__What you are asked to do__:
Go through the data below and gather each line containing "steel".

__Input__:
• • • • • • •

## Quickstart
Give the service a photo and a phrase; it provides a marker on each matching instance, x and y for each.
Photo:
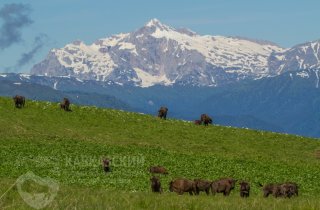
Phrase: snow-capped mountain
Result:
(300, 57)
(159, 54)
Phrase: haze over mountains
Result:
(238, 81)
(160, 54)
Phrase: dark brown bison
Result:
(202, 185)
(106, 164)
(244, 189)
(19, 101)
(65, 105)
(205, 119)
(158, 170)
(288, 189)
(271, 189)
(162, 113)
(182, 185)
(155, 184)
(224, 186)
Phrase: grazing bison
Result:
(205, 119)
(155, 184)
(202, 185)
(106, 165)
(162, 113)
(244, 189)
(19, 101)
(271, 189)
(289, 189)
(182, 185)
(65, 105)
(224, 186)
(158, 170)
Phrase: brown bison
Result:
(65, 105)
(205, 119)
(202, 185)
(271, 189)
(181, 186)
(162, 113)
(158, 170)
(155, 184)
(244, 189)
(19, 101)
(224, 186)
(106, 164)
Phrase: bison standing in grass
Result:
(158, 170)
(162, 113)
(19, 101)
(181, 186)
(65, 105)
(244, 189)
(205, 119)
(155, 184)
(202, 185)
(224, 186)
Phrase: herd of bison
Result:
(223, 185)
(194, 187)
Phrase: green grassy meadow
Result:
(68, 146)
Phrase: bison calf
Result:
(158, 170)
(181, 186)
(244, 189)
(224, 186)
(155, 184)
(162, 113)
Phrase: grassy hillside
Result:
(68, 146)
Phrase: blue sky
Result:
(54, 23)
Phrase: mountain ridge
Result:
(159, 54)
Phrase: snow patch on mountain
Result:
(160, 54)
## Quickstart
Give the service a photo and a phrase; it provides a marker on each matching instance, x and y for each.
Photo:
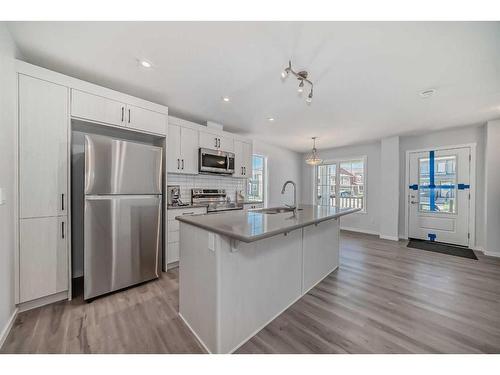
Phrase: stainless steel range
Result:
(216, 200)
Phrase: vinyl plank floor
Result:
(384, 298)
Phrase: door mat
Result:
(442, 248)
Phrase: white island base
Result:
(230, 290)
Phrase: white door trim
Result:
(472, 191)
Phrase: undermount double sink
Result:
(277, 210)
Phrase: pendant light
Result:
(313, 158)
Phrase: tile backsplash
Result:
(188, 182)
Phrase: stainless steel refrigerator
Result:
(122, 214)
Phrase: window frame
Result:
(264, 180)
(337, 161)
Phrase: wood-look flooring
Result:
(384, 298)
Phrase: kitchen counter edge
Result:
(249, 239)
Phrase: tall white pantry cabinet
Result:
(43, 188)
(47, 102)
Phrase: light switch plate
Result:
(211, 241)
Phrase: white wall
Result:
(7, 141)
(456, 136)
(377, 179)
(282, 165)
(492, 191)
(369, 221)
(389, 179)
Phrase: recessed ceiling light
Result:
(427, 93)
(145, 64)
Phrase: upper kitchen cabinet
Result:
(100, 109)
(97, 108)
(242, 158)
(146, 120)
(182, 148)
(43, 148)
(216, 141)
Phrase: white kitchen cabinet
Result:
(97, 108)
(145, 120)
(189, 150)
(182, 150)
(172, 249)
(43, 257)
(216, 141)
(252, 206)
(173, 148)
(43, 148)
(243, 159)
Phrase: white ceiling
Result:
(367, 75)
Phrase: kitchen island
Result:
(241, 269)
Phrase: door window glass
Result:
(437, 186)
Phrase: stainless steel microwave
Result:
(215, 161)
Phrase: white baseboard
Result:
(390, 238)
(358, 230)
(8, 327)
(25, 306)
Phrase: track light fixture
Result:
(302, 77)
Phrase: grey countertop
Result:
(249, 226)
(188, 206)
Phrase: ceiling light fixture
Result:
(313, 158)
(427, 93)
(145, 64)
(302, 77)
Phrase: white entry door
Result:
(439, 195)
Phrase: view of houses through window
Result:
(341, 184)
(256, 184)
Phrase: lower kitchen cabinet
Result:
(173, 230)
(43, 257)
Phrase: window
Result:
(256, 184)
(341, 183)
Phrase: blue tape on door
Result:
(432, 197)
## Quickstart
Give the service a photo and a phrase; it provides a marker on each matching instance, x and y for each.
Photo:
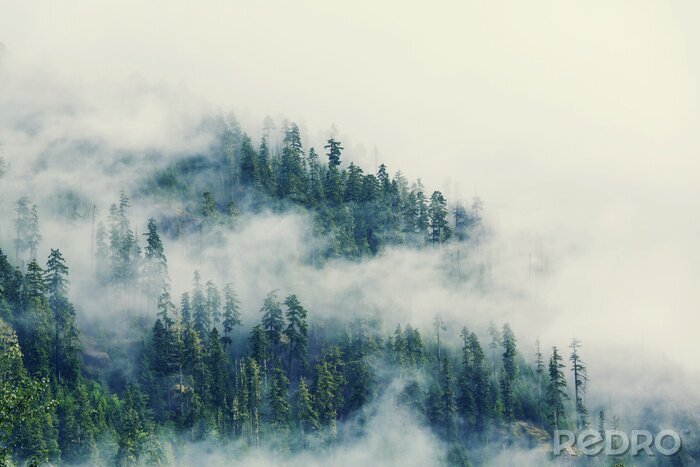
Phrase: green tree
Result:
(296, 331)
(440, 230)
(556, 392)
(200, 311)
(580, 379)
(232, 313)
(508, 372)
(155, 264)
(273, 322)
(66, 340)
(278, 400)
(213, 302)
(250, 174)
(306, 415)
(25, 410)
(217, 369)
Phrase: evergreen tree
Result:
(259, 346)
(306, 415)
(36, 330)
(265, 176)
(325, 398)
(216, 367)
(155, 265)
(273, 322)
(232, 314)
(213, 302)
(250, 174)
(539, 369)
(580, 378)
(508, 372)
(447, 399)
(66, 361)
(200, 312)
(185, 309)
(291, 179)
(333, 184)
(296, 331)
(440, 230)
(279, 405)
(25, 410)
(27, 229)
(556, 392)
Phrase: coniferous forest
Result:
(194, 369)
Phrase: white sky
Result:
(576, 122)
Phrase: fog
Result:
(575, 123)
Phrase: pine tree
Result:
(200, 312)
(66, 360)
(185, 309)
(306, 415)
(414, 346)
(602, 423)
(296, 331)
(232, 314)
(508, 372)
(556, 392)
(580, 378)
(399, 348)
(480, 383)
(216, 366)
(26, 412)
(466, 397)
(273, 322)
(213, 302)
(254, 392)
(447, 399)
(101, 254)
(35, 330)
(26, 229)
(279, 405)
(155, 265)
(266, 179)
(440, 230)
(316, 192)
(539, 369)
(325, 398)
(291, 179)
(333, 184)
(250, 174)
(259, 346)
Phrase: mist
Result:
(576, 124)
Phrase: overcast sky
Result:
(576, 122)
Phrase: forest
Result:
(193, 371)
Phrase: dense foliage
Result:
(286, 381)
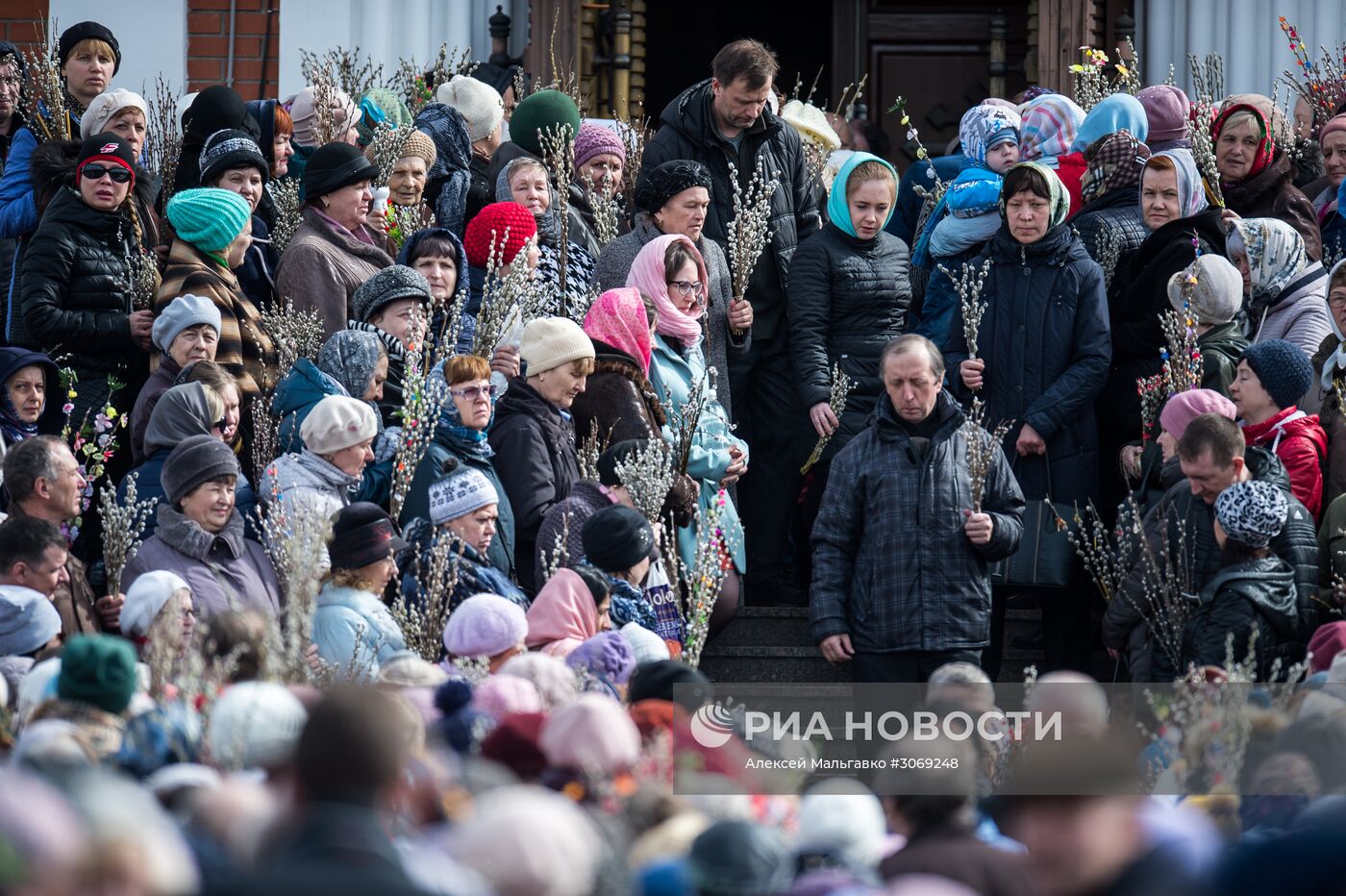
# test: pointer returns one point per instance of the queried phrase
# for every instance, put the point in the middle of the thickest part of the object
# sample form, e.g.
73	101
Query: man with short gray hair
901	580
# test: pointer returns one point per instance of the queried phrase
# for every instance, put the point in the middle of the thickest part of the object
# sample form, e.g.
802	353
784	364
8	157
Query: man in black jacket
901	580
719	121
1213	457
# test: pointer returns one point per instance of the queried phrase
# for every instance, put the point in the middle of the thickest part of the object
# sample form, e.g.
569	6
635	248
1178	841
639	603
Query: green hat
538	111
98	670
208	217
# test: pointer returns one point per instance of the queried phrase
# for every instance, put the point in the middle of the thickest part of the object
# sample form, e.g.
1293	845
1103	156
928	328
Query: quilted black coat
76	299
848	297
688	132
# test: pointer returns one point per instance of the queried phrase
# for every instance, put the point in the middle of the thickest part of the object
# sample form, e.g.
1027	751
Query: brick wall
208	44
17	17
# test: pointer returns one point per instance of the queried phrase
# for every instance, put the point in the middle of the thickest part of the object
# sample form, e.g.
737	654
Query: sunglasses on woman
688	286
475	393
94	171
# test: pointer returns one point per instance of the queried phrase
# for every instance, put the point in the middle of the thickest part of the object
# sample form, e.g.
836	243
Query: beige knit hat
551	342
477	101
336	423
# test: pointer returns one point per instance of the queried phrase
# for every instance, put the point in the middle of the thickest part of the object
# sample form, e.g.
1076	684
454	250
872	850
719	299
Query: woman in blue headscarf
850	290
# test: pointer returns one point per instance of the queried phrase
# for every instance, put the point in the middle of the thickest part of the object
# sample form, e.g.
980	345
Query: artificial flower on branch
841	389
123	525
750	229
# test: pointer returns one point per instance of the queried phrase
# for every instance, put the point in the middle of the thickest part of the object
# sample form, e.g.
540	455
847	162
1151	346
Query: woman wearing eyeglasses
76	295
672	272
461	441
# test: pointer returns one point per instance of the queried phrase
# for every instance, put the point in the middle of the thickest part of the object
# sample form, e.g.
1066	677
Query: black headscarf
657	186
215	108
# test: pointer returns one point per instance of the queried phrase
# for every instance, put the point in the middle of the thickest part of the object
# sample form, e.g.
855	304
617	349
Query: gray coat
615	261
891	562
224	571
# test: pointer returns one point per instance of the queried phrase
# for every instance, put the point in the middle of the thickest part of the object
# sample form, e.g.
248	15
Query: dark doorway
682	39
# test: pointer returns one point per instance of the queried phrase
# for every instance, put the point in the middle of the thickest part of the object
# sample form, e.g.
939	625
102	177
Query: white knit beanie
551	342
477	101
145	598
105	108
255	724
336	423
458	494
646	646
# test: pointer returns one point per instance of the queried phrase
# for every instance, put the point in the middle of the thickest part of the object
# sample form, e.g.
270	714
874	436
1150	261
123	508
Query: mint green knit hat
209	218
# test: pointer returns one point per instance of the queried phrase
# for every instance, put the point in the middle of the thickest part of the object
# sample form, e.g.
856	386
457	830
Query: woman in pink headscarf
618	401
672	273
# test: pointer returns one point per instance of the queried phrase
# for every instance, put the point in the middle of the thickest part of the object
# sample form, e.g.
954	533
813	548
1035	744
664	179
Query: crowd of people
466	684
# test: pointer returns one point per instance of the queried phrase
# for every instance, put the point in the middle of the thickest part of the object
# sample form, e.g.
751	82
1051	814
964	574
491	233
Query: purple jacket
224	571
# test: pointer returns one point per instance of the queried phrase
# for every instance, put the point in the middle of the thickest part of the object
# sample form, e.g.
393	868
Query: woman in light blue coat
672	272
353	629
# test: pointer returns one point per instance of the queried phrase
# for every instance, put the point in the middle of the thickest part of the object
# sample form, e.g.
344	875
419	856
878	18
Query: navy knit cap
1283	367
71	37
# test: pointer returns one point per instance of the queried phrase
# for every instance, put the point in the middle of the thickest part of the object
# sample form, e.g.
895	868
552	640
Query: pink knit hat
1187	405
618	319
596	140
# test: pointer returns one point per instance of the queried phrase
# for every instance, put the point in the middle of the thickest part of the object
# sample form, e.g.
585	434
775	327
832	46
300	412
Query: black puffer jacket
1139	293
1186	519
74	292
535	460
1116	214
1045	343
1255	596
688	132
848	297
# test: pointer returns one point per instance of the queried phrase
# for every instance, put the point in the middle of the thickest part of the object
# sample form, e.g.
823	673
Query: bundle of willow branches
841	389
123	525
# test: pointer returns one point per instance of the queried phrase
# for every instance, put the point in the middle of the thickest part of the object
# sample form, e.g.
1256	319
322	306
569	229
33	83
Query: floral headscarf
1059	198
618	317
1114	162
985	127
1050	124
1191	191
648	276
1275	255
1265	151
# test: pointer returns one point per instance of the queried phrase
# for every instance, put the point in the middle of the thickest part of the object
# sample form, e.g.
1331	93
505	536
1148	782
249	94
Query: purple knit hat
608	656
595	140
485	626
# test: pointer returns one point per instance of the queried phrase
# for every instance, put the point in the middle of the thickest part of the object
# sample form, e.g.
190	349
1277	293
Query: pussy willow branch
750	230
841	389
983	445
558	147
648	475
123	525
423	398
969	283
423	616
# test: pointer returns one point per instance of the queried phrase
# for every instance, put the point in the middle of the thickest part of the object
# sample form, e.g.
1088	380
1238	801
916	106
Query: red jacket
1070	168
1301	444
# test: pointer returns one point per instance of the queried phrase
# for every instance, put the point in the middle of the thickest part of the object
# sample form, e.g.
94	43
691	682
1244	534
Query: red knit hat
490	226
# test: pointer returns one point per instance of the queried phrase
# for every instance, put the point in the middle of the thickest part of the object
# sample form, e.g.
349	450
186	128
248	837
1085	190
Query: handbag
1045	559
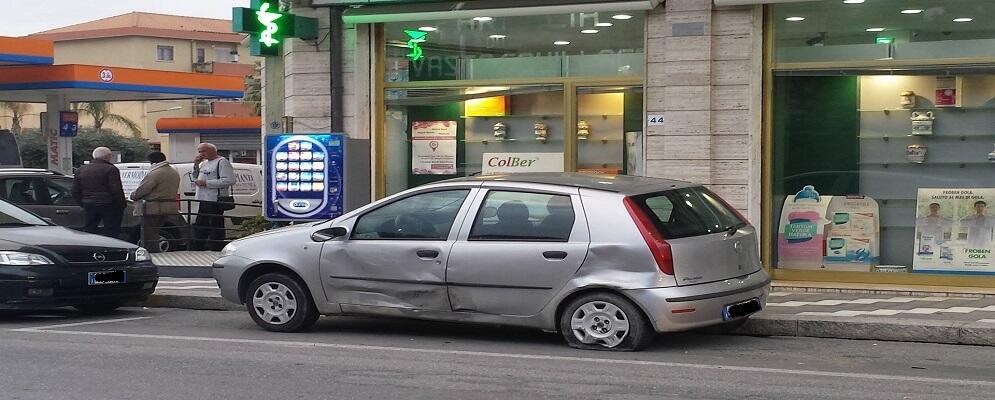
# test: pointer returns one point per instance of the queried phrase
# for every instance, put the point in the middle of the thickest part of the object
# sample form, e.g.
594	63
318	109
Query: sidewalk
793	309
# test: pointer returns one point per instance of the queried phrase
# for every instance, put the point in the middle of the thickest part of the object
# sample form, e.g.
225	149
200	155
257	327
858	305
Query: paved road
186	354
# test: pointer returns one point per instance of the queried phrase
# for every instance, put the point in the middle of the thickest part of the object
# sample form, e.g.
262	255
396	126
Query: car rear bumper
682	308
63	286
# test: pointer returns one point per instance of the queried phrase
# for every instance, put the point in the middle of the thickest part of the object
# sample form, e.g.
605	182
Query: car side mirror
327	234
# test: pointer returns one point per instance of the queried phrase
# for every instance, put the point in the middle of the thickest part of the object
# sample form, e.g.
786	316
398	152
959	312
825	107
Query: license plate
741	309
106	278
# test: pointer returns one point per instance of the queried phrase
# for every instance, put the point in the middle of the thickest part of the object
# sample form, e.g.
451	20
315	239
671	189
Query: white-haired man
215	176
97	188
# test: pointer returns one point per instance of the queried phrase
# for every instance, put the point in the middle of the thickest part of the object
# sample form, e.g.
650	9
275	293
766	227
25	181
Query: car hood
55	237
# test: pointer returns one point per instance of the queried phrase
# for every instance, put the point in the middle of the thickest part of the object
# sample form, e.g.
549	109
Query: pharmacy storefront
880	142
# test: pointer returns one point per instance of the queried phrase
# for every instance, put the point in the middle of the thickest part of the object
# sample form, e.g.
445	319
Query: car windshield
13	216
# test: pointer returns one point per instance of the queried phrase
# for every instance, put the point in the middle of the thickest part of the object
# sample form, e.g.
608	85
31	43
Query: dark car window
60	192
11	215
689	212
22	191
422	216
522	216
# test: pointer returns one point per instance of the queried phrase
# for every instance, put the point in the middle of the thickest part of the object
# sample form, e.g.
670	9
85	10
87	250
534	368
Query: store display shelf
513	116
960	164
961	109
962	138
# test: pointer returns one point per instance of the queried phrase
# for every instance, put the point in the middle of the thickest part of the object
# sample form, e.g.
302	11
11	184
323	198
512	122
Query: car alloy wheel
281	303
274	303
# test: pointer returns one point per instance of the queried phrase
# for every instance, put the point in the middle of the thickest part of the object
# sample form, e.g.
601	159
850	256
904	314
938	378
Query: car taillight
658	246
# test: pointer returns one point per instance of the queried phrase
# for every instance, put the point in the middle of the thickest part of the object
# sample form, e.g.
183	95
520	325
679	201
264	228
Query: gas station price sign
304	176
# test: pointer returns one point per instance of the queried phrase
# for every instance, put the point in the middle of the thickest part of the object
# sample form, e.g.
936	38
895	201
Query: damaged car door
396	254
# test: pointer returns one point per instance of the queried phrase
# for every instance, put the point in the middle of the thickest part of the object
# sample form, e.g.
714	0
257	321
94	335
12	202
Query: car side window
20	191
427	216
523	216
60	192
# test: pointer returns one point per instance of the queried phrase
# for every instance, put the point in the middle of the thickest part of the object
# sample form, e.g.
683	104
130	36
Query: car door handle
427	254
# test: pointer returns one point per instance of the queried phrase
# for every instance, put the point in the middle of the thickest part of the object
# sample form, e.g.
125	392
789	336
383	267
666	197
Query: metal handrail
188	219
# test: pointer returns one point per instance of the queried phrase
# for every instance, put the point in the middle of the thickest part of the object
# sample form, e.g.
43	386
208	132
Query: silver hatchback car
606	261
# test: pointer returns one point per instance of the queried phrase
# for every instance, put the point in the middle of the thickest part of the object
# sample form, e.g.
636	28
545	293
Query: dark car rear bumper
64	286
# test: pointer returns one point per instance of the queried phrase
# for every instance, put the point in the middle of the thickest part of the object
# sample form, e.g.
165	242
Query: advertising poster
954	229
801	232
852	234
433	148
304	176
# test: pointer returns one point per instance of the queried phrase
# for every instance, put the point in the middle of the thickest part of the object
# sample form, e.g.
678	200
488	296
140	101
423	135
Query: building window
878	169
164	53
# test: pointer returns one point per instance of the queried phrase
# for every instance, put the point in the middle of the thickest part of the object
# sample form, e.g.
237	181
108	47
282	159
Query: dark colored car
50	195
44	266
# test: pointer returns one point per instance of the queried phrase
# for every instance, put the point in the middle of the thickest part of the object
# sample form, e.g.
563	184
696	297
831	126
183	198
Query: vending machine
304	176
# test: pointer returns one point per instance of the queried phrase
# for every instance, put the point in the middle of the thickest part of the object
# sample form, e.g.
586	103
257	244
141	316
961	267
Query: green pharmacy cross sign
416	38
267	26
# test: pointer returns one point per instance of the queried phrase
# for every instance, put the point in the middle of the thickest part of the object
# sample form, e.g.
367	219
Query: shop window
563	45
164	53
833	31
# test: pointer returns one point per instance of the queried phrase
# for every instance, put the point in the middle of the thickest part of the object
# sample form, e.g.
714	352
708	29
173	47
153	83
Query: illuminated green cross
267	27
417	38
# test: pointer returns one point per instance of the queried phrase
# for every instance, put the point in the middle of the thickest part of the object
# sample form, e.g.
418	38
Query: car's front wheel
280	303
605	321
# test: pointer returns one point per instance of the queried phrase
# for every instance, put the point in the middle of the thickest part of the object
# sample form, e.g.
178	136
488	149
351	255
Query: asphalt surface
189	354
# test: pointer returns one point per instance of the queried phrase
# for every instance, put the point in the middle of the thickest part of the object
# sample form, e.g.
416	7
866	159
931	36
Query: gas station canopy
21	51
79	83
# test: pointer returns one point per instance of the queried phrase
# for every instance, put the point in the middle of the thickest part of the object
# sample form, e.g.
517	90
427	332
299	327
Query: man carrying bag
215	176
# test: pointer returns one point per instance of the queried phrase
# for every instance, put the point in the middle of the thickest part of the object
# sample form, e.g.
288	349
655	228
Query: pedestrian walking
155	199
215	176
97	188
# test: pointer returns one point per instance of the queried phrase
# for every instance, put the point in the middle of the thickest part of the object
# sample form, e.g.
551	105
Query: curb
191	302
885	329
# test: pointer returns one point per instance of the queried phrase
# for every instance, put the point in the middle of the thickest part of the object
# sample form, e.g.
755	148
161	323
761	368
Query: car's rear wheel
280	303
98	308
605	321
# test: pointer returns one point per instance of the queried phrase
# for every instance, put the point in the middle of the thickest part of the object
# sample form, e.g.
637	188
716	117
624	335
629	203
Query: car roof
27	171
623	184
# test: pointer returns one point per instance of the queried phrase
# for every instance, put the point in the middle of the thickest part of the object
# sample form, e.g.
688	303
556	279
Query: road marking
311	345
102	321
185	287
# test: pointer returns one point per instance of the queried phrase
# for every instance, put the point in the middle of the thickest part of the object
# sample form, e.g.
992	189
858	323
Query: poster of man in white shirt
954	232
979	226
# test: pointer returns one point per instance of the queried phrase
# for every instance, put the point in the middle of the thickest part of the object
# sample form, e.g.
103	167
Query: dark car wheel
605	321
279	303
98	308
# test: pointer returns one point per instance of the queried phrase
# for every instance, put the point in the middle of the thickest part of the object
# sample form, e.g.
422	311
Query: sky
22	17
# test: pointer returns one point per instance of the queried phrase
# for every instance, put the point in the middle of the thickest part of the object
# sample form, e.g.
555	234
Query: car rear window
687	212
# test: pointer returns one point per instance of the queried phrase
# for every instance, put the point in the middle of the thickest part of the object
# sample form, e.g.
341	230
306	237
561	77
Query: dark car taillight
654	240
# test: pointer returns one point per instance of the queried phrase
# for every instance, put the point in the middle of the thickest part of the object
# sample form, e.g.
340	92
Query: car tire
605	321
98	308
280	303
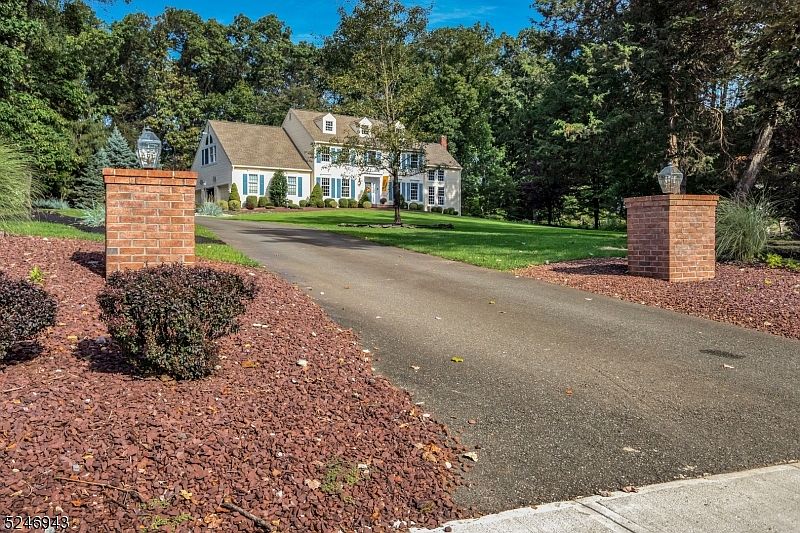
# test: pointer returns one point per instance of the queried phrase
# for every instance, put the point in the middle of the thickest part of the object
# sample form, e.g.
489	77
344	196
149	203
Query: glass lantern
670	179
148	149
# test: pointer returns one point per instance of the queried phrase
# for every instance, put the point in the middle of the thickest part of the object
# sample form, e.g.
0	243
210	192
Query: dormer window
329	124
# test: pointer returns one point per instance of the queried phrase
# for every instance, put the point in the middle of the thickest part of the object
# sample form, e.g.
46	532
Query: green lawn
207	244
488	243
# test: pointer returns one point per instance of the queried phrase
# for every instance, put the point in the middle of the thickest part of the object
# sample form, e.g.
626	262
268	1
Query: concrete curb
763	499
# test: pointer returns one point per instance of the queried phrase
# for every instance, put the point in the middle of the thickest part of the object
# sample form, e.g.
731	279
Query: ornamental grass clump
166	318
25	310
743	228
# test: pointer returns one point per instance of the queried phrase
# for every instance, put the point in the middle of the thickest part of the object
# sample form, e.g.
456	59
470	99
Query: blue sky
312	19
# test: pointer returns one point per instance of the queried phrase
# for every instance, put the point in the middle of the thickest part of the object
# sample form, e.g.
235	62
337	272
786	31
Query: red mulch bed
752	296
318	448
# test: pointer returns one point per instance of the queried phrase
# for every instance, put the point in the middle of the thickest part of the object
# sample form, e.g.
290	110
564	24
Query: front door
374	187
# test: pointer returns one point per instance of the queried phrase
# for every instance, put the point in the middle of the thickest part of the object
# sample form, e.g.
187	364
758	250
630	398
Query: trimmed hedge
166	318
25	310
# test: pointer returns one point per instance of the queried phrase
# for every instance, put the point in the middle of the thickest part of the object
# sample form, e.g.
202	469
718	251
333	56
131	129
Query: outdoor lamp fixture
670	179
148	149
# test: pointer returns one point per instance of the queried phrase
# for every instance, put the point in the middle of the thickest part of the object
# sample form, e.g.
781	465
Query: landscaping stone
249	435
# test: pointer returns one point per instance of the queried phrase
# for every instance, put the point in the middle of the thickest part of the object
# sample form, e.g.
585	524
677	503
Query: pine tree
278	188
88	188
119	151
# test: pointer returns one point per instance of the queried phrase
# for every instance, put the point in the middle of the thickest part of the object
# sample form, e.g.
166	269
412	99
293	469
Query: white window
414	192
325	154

• • • • • • •

__Answer area__:
Phrase: stainless steel range
Phrase: stainless steel refrigerator
Phrase: stainless steel microwave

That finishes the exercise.